*Texto extraído*:
= = =

A Marcha é linda
Mais uma vez, a Marcha dos Coriscos desceu a Sé nas festas de São João.
Alguns dirão, mas qual o interesse? O que motiva tanto entusiasmo?
As marchas são antes de mais pessoas que se juntam com um propósito comum, o de aprender uma letra, uma música e saber coordenar tudo isso com uma coreografia, mais ou menos simples, que transmita emoção e dê uma imagem de conjunto.
Ao mesmo tempo que o grupo aprende estes passos, convive, partilha experiências pessoais e, a pretexto desta atividade, organiza eventos, junta os amigos e convive de forma intensa durante algumas semanas.
Não é fácil alinhar noventa pessoas e fazê-las marchar de forma acertada. Há sempre falhas, distrações e muitas gargalhadas. Mas ao fim de dois meses, todos aprenderam e, quando chega o dia do desfile, gera-se uma corrente de emoções porque, mais do que cada um, é a marcha que se apresenta e que importa valorizar.
Há em toda esta experiência, um espírito de cidadania que envolve a participação voluntária das pessoas e este exercício é que constrói o grupo, a marcha, e promove a boa disposição entre os marchantes.
É preciso dar espaço à alegria e ao convívio. São precisas pessoas em todo o tipo de movimentos cívicos, incluindo os que recuperam ou transmitem o espírito alegre das pessoas. Seja a cantar ou a dançar, num coro ou num grupo folclórico, numa marcha ou num desfile, é muito importante estimular essa forma livre e descontraída de estar em grupo.
O canto e a dança são formas de comunicação que fazem grupo, unindo as pessoas promovem um sentir comum. Longe das manifestações simétricas dos desfiles militares, onde todos se movimentam de forma completamente idêntica, ou quase, as marchas, as danças tradicionais estimulam a participação individual, sem que isso afete o coletivo. Cada um coloca um pouco de si, da sua alegria, e liberta emoções que depois se juntam às dos outros fazendo corpo, criando grupo.
Um grupo é sempre mais do que a soma dos seus membros.
E é muito importante que aprendamos e, sobretudo, ensinemos os mais novos, a saberem estar em grupo. É fundamental educar, desde o berço, dando valor às emoções, que são cimento nas relações e um barómetro que nos permite avaliar se estamos ou não atentos aos outros, se construímos comunidade ou vivemos centrados no nosso próprio umbigo.

= = =

*Tarefas a realizar*:
a - Segundo o texto sobre as marchas, por que razão se gera uma corrente de emoções quando chega o dia do desfile? Responda em uma a três frases.
b - Indique se cada afirmação está de acordo com o texto sobre as marchas, respondendo sim ou não e citando as palavras do texto que o decidem: (i) A Marcha dos Coriscos desceu a Sé nas festas de São João; (ii) Nas marchas, todos se movimentam de forma completamente idêntica; (iii) Ao fim de dois meses, todos os marchantes tinham aprendido.
c - Responda às seguintes perguntas com base no texto sobre as marchas:
(i) Quantas pessoas, segundo o texto, não é fácil alinhar e fazer marchar de forma acertada?
(ii) Que duas formas de comunicação fazem grupo?
(iii) A que duas coisas são comparadas as emoções no último parágrafo?

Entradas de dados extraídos
= = =

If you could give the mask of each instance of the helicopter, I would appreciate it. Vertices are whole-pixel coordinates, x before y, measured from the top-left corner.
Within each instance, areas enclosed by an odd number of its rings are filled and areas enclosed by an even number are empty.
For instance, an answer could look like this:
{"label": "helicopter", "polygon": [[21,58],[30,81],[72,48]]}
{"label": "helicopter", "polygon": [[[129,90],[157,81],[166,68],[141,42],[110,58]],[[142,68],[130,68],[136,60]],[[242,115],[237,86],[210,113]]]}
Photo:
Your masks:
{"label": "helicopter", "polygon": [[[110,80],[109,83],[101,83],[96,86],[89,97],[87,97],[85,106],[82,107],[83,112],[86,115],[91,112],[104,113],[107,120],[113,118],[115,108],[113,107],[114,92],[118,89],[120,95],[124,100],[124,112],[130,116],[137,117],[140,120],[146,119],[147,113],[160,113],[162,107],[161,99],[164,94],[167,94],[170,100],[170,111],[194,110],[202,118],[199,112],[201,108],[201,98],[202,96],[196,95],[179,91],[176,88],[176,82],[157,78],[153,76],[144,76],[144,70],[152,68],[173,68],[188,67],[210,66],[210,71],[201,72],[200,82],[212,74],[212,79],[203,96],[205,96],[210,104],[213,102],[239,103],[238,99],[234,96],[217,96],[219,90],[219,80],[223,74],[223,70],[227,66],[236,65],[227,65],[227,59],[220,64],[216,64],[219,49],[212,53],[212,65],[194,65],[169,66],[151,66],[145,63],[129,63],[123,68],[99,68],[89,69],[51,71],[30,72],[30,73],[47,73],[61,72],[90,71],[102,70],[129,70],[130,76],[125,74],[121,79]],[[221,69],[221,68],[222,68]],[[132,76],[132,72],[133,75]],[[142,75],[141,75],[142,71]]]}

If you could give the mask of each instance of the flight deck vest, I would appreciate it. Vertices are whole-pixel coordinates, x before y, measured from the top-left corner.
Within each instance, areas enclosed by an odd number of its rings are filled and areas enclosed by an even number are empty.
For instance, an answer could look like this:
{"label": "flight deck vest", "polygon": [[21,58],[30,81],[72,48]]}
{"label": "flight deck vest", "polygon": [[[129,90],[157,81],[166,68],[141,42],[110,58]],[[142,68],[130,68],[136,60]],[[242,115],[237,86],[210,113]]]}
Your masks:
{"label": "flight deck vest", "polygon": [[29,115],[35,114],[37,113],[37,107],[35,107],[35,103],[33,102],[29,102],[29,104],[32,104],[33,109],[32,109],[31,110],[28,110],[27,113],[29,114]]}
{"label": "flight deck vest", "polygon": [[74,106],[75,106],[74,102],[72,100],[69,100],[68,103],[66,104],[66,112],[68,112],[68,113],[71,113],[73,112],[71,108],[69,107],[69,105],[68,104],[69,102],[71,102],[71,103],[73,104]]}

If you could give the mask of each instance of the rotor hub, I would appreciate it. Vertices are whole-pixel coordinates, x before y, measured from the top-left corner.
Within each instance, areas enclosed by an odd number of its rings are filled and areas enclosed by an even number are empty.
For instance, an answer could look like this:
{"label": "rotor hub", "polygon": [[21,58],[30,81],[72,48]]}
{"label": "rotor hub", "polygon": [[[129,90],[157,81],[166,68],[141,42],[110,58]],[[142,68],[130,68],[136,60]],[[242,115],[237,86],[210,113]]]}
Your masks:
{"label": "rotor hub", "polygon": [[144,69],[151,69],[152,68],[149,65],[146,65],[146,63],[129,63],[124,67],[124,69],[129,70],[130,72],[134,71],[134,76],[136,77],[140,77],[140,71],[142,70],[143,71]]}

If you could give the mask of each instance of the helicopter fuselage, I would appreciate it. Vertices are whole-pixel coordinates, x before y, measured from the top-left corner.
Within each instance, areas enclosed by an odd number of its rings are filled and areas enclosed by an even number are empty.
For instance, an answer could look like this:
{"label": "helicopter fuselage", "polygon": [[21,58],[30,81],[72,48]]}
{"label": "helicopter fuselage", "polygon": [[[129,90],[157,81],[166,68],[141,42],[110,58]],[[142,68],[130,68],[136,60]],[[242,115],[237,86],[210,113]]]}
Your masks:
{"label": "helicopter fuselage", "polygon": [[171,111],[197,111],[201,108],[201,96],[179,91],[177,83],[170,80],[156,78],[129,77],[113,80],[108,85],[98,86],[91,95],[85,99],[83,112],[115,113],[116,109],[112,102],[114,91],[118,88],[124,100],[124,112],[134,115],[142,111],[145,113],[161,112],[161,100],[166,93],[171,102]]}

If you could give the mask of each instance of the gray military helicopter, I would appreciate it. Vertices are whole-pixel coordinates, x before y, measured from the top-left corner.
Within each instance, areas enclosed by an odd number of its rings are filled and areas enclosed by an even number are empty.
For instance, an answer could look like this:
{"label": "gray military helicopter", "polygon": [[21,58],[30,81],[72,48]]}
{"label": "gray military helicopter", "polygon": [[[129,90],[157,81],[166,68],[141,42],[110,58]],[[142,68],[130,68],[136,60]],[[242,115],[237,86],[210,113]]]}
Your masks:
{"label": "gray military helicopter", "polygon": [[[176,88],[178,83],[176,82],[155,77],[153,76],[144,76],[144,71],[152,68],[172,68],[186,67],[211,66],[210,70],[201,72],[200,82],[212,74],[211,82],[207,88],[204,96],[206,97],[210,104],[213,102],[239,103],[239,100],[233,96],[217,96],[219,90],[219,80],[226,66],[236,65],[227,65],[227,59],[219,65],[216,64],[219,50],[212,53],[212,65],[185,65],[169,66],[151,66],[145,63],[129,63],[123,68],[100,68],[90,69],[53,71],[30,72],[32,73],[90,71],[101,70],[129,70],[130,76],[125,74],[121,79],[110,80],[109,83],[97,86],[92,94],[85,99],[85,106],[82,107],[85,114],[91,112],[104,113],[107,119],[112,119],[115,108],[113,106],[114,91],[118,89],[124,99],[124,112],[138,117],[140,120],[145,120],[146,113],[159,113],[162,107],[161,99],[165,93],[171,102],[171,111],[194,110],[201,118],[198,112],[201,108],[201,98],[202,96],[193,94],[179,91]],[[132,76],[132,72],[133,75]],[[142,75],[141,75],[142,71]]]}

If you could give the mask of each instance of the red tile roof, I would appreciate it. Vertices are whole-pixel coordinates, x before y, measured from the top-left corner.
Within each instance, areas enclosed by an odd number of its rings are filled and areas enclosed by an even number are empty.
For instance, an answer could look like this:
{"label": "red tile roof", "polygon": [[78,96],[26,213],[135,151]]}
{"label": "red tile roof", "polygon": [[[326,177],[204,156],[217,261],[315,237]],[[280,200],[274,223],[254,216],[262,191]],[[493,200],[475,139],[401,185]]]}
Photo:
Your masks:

= = =

*Respostas às tarefas*:
a - Gera-se essa corrente de emoções porque, mais do que cada um dos marchantes, é a marcha que se apresenta e que importa valorizar.

b -
(i) Sim: "a Marcha dos Coriscos desceu a Sé nas festas de São João".
(ii) Não: "as marchas, as danças tradicionais estimulam a participação individual, sem que isso afete o coletivo".
(iii) Sim: "ao fim de dois meses, todos aprenderam".

c -
(i) Noventa pessoas.
(ii) O canto e a dança.
(iii) Ao cimento nas relações e a um barómetro.